• STORED ROWS:
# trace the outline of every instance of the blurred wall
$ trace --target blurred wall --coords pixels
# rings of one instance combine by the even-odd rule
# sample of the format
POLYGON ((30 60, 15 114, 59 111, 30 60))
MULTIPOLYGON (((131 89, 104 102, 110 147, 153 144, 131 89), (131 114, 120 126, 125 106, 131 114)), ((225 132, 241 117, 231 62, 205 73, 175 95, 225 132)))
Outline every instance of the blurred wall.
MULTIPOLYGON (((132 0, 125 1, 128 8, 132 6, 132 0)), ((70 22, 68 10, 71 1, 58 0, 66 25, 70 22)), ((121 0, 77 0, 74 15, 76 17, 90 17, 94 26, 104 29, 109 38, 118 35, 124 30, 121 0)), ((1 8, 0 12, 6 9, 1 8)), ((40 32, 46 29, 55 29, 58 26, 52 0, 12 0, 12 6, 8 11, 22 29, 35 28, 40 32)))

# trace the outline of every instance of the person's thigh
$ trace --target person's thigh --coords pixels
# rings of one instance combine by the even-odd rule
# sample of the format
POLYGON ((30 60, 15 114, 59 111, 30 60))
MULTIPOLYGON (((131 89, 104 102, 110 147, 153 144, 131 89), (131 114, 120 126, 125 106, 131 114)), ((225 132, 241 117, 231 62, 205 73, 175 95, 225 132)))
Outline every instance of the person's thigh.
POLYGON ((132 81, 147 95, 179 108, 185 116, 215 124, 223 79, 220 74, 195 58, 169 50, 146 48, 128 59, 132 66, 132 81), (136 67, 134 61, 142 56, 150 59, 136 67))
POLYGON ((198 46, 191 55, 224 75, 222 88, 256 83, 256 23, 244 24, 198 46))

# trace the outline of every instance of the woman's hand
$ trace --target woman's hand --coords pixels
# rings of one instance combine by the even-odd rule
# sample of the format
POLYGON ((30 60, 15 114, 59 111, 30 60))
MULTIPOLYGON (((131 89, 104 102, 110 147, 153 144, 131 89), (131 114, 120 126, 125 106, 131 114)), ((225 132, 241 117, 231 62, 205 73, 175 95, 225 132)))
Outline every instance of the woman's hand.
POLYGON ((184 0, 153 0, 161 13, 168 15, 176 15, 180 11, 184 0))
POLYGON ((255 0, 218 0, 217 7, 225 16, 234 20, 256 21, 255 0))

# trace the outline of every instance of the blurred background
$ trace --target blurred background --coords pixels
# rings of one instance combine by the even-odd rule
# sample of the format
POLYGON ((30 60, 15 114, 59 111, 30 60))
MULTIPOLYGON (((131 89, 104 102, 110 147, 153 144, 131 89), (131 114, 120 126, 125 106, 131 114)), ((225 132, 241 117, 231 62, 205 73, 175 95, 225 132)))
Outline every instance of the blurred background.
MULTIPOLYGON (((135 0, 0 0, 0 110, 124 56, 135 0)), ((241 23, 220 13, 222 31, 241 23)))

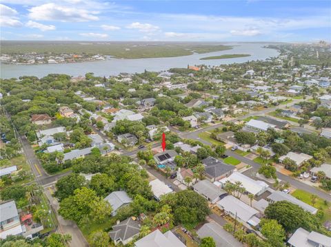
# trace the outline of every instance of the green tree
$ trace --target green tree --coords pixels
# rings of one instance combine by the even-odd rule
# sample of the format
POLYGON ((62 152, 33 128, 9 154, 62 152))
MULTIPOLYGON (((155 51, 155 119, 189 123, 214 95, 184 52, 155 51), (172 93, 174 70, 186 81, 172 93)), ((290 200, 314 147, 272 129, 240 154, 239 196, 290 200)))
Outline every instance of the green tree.
POLYGON ((60 201, 74 194, 77 189, 81 189, 86 184, 84 176, 77 173, 70 173, 68 176, 61 178, 55 184, 57 191, 54 193, 60 201))
POLYGON ((108 247, 110 238, 107 233, 97 230, 90 235, 90 239, 91 247, 108 247))
POLYGON ((212 237, 205 237, 201 239, 200 247, 216 247, 216 243, 212 237))
POLYGON ((261 233, 274 246, 284 246, 285 233, 283 226, 275 219, 262 219, 260 222, 261 233))

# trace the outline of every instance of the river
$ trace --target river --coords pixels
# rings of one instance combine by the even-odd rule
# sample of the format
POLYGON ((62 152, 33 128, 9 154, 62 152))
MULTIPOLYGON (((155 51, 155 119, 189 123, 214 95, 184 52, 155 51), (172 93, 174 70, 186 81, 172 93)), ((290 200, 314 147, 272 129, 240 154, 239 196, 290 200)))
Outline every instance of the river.
POLYGON ((77 63, 59 63, 43 65, 1 65, 1 78, 18 78, 21 76, 42 77, 48 74, 66 74, 73 76, 83 76, 86 72, 93 72, 96 76, 109 76, 121 72, 140 73, 145 69, 160 72, 172 67, 187 67, 188 65, 205 64, 219 65, 248 61, 265 60, 277 56, 279 53, 273 49, 264 48, 266 43, 229 43, 233 49, 189 56, 139 59, 118 59, 110 58, 106 61, 77 63), (250 56, 228 59, 200 60, 200 58, 230 54, 249 54, 250 56))

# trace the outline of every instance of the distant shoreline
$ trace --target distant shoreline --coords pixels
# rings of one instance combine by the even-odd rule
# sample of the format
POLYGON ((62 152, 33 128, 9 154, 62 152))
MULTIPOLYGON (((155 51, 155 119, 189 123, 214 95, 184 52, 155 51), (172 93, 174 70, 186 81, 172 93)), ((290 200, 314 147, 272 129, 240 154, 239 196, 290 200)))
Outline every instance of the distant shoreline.
POLYGON ((227 59, 227 58, 243 58, 245 56, 250 56, 250 54, 223 54, 220 56, 206 56, 200 58, 200 60, 211 60, 211 59, 227 59))

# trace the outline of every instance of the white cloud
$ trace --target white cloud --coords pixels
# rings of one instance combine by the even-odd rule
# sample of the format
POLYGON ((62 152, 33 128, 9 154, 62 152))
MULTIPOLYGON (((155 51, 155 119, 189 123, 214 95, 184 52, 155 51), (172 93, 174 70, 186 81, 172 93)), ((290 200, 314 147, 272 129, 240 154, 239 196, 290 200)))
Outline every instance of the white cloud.
POLYGON ((248 36, 262 34, 261 31, 256 29, 251 29, 251 30, 231 30, 230 31, 230 33, 235 36, 248 36))
POLYGON ((18 12, 16 10, 0 4, 0 26, 17 28, 22 25, 22 23, 19 21, 17 17, 18 12))
POLYGON ((101 38, 101 39, 105 39, 108 36, 108 35, 106 34, 99 34, 95 32, 84 32, 84 33, 79 34, 79 35, 83 36, 86 37, 101 38))
POLYGON ((160 29, 157 25, 150 23, 141 23, 140 22, 134 22, 126 27, 129 29, 137 29, 140 32, 152 32, 160 29))
POLYGON ((176 37, 183 37, 185 36, 185 34, 180 32, 166 32, 164 36, 168 38, 176 38, 176 37))
POLYGON ((53 25, 44 25, 32 21, 28 21, 26 26, 30 28, 38 28, 43 32, 54 30, 56 29, 55 26, 53 25))
POLYGON ((97 21, 98 12, 89 11, 74 7, 67 7, 55 3, 46 3, 28 10, 28 17, 33 20, 81 22, 97 21))
POLYGON ((114 31, 114 30, 119 30, 121 28, 117 27, 115 25, 101 25, 100 26, 103 30, 106 31, 114 31))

• TASK REQUIREMENTS:
Could you quote every one of the lines above word for word, leaving the pictures out of your answer?

• CORRECT OUTPUT:
# trace the outline of every instance of the blurred wall
$ trace --target blurred wall --coords pixels
# rings of one instance combine by the even-odd rule
# sample of the format
POLYGON ((30 60, 15 114, 59 111, 30 60))
MULTIPOLYGON (((131 89, 104 102, 110 147, 153 144, 131 89), (131 114, 120 126, 125 106, 131 114)), ((225 132, 241 117, 231 62, 205 73, 175 95, 225 132)))
Outline every instance of the blurred wall.
MULTIPOLYGON (((132 0, 125 1, 128 8, 132 6, 132 0)), ((70 22, 68 10, 71 1, 58 0, 66 25, 70 22)), ((121 0, 77 0, 74 15, 76 17, 90 17, 94 26, 104 29, 109 38, 118 35, 124 30, 121 0)), ((1 8, 0 12, 6 9, 1 8)), ((40 32, 46 29, 55 29, 58 26, 52 0, 12 0, 12 6, 8 11, 22 29, 35 28, 40 32)))

# trace the outline of every instance of the person's thigh
$ trace --target person's thigh --coords pixels
# rings of one instance combine by the even-odd rule
# sample of the format
POLYGON ((30 60, 15 114, 59 111, 30 60))
MULTIPOLYGON (((131 89, 104 102, 110 147, 153 144, 131 89), (131 114, 120 126, 125 106, 131 114)), ((225 132, 241 117, 231 62, 205 73, 175 95, 225 132)))
Outline every instance of the person's thigh.
POLYGON ((132 81, 147 95, 179 108, 185 116, 215 124, 223 79, 220 74, 195 58, 169 50, 146 48, 128 59, 132 66, 132 81), (136 67, 134 61, 142 56, 150 59, 136 67))
POLYGON ((198 46, 191 55, 224 75, 222 88, 256 83, 256 23, 244 24, 198 46))

# trace the outline of every instance of the woman's hand
$ trace --target woman's hand --coords pixels
# rings of one instance combine by the even-odd rule
# sample of the format
POLYGON ((30 60, 15 114, 59 111, 30 60))
MULTIPOLYGON (((131 89, 104 102, 110 147, 153 144, 131 89), (131 114, 120 126, 125 106, 131 114)), ((225 132, 241 117, 231 62, 205 73, 175 95, 225 132)))
Outline every instance of the woman's hand.
POLYGON ((184 0, 153 0, 161 13, 168 15, 176 15, 180 11, 184 0))
POLYGON ((255 0, 218 0, 217 7, 225 16, 234 20, 256 21, 255 0))

# trace the outline of every instance of the blurred background
$ trace --target blurred background --coords pixels
# rings of one instance combine by the even-odd rule
# sample of the format
POLYGON ((30 60, 15 114, 59 111, 30 60))
MULTIPOLYGON (((131 89, 104 102, 110 147, 153 144, 131 89), (131 114, 120 126, 125 106, 131 114)), ((225 132, 241 117, 231 62, 205 73, 175 95, 225 132)))
Outline every instance of the blurred background.
MULTIPOLYGON (((135 0, 0 0, 0 110, 124 56, 135 0)), ((241 23, 220 13, 222 31, 241 23)))

# trace the outline of every instance of the green tree
$ trace --target green tree --coords pixels
# rings of one instance combine by the even-odd rule
# sample of the format
POLYGON ((62 152, 33 128, 9 154, 62 152))
MULTIPOLYGON (((155 51, 155 119, 189 123, 214 95, 184 52, 155 51), (172 93, 174 70, 186 81, 172 93)), ((290 200, 314 147, 272 129, 240 154, 239 196, 290 200)))
Outline every instance of the green tree.
POLYGON ((60 201, 74 194, 77 189, 81 189, 86 184, 84 176, 77 173, 70 173, 68 176, 61 178, 55 184, 57 191, 54 193, 60 201))
POLYGON ((108 247, 110 238, 107 233, 97 230, 90 235, 90 239, 91 247, 108 247))
POLYGON ((212 237, 205 237, 201 239, 200 247, 216 247, 216 243, 212 237))
POLYGON ((261 233, 274 246, 284 246, 285 233, 283 226, 275 219, 262 219, 260 222, 261 233))

# trace the outline of every instance of the river
$ trace --target river --coords pixels
# rings of one instance combine by the even-odd rule
# sample of the format
POLYGON ((62 152, 33 128, 9 154, 62 152))
MULTIPOLYGON (((155 51, 155 119, 189 123, 214 95, 184 52, 155 51), (172 93, 174 70, 186 81, 172 93)), ((290 200, 314 147, 272 129, 240 154, 239 196, 290 200)))
Outline every instance of the river.
POLYGON ((77 63, 59 63, 43 65, 1 65, 1 78, 18 78, 21 76, 42 77, 48 74, 66 74, 73 76, 83 76, 86 72, 93 72, 96 76, 109 76, 121 72, 140 73, 145 69, 160 72, 172 67, 187 67, 188 65, 205 64, 219 65, 248 61, 265 60, 277 56, 279 53, 273 49, 264 48, 266 43, 229 43, 233 49, 189 56, 139 59, 118 59, 110 58, 106 61, 77 63), (250 56, 228 59, 200 60, 200 58, 230 54, 249 54, 250 56))

# trace the outline of every instance of the distant shoreline
$ trace --target distant shoreline --coords pixels
# rings of one instance combine by the even-odd rule
# sample of the format
POLYGON ((62 152, 33 128, 9 154, 62 152))
MULTIPOLYGON (((155 51, 155 119, 189 123, 214 95, 184 52, 155 51), (172 93, 174 70, 186 81, 172 93)), ((290 200, 314 147, 272 129, 240 154, 239 196, 290 200)))
Outline every instance of the distant shoreline.
POLYGON ((227 59, 227 58, 243 58, 245 56, 250 56, 250 54, 223 54, 220 56, 206 56, 200 58, 200 60, 211 60, 211 59, 227 59))

# trace the outline of every instance of the white cloud
$ trace --target white cloud --coords pixels
# rings of one instance combine by the even-odd rule
# sample of the format
POLYGON ((62 152, 33 128, 9 154, 62 152))
MULTIPOLYGON (((155 51, 155 119, 189 123, 214 95, 184 52, 155 51), (172 93, 174 70, 186 81, 172 93)), ((290 200, 314 147, 272 129, 240 154, 239 196, 290 200)))
Outline every instance of the white cloud.
POLYGON ((248 36, 262 34, 261 31, 256 29, 251 29, 251 30, 231 30, 230 31, 230 33, 235 36, 248 36))
POLYGON ((18 12, 16 10, 0 4, 0 26, 17 28, 22 25, 22 23, 19 21, 17 17, 18 12))
POLYGON ((101 38, 101 39, 105 39, 108 36, 108 35, 106 34, 99 34, 95 32, 84 32, 84 33, 79 34, 79 35, 83 36, 86 37, 101 38))
POLYGON ((160 29, 157 25, 150 23, 141 23, 140 22, 134 22, 126 27, 129 29, 137 29, 140 32, 152 32, 160 29))
POLYGON ((176 37, 183 37, 185 36, 185 34, 180 32, 166 32, 164 36, 168 38, 176 38, 176 37))
POLYGON ((53 25, 44 25, 32 21, 28 21, 26 26, 30 28, 38 28, 43 32, 54 30, 56 29, 55 26, 53 25))
POLYGON ((97 21, 98 12, 89 11, 74 7, 67 7, 55 3, 46 3, 28 10, 28 17, 33 20, 81 22, 97 21))
POLYGON ((114 31, 114 30, 119 30, 121 28, 117 27, 115 25, 101 25, 100 26, 103 30, 106 31, 114 31))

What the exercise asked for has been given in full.